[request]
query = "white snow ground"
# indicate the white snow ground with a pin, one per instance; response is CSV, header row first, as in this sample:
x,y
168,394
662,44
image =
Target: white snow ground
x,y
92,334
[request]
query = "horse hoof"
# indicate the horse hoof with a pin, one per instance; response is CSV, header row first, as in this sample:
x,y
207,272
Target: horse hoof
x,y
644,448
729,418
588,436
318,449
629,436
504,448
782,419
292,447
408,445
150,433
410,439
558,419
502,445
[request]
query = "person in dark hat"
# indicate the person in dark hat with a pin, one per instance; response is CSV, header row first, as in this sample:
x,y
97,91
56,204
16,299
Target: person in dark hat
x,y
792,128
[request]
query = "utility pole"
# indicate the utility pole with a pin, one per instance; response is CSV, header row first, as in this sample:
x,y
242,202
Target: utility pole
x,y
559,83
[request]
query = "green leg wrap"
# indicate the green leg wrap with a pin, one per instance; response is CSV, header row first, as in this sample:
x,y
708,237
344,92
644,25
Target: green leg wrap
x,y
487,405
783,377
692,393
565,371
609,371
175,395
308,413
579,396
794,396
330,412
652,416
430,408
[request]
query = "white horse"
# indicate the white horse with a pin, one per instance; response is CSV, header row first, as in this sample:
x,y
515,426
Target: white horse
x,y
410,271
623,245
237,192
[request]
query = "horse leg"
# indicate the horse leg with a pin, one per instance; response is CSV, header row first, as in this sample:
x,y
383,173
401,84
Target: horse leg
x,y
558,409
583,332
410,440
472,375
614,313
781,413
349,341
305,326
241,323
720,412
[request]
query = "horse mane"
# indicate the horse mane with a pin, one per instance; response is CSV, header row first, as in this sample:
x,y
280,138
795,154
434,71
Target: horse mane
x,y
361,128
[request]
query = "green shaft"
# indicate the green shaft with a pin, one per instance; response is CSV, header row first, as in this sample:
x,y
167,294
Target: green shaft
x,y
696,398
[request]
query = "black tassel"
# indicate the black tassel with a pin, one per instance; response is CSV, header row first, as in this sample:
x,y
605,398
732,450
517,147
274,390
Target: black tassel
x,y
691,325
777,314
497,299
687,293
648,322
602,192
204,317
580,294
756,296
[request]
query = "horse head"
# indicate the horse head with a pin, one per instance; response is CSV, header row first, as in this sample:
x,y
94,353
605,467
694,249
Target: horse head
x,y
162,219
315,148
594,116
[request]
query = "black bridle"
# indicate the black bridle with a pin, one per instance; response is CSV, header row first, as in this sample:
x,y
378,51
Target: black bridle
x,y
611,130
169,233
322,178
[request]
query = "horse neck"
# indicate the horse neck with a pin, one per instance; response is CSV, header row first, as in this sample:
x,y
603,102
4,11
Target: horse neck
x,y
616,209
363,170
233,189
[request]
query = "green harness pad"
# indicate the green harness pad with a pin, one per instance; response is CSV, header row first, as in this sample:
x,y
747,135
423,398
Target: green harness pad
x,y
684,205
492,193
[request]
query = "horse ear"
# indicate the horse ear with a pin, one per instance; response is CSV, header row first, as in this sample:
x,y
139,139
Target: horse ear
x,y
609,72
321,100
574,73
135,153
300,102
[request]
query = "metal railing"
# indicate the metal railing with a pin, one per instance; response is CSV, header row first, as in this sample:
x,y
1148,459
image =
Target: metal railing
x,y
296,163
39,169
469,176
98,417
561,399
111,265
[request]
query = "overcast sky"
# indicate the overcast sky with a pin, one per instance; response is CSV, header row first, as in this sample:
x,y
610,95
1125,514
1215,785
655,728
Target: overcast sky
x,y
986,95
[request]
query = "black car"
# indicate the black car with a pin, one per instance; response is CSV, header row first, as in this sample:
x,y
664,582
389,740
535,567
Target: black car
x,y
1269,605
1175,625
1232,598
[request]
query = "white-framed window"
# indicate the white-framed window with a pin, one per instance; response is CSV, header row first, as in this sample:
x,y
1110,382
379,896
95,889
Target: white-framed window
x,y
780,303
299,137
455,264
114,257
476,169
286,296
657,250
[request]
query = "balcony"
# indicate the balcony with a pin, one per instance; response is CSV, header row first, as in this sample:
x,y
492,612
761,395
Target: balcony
▬▬▬▬▬▬
(ABOUT THIS EXERCISE) If a line in the records above holds the string "balcony", copy it.

(TASK RESULT)
query = "balcony"
# indicate the balcony with a pin, one per instance; response is CSV, header row first, as in this sample:
Target: balcony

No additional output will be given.